__Supplied data__
▬▬▬

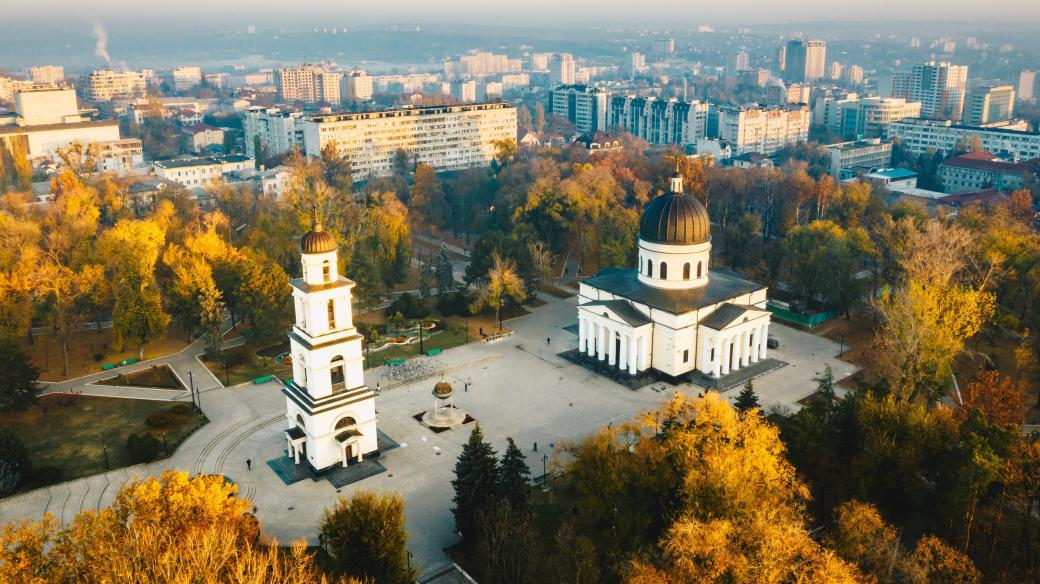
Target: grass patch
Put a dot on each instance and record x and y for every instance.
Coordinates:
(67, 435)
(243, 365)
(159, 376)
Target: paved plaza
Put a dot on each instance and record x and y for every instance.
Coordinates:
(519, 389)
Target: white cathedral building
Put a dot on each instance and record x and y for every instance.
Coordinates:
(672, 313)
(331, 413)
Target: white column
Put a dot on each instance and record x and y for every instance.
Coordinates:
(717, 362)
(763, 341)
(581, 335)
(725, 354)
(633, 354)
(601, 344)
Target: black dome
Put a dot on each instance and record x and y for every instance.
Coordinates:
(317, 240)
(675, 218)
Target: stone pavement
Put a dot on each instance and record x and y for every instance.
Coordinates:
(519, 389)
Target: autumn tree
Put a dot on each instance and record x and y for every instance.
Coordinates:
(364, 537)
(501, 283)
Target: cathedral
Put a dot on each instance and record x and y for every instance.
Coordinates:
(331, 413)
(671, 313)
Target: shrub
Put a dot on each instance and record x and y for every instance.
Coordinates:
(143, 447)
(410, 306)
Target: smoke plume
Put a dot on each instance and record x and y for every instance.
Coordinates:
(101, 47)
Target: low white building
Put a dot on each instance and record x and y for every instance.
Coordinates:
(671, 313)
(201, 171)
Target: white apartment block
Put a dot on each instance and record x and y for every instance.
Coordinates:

▬▬▬

When restating the records word for word, omit any picture they contain.

__Task output__
Target: grass patch
Put a dot on each instance and record x and y for every instance.
Coordinates:
(67, 435)
(243, 365)
(159, 376)
Target: paved plaza
Put a dot on each instance and record x and y for every instance.
Coordinates:
(519, 389)
Target: white cathedral building
Put a dot on each instance and record x and y for every instance.
Coordinates:
(672, 313)
(331, 413)
Target: white column
Put a dot on each instance and record x and y for every instance.
Coordinates:
(717, 362)
(763, 341)
(581, 335)
(725, 354)
(633, 354)
(601, 344)
Target: black dome
Put a dot on each instance and record x and y for every instance.
Coordinates:
(317, 240)
(675, 218)
Target: stone pavement
Put a dot on each instance and record x and y for every instance.
Coordinates:
(519, 389)
Target: autumn tree
Put a dot on each instance and record x and y for every instance.
Coordinates:
(364, 537)
(501, 283)
Target: cathedral
Put a dot on each instance and record x and y for every instance.
Coordinates:
(331, 413)
(671, 313)
Target: shrub
Put a dot on each instance and record x and y for every instance.
Coordinates:
(143, 447)
(410, 306)
Target: smoke plume
Put a dot on each instance and record x and y for every instance.
Coordinates:
(101, 47)
Target: low white building
Put a dot on each instance and record x and y for every instance.
Coordinates:
(671, 313)
(201, 171)
Target: white apartment block
Put a dot on each instance and record x and y for every instance.
Coordinates:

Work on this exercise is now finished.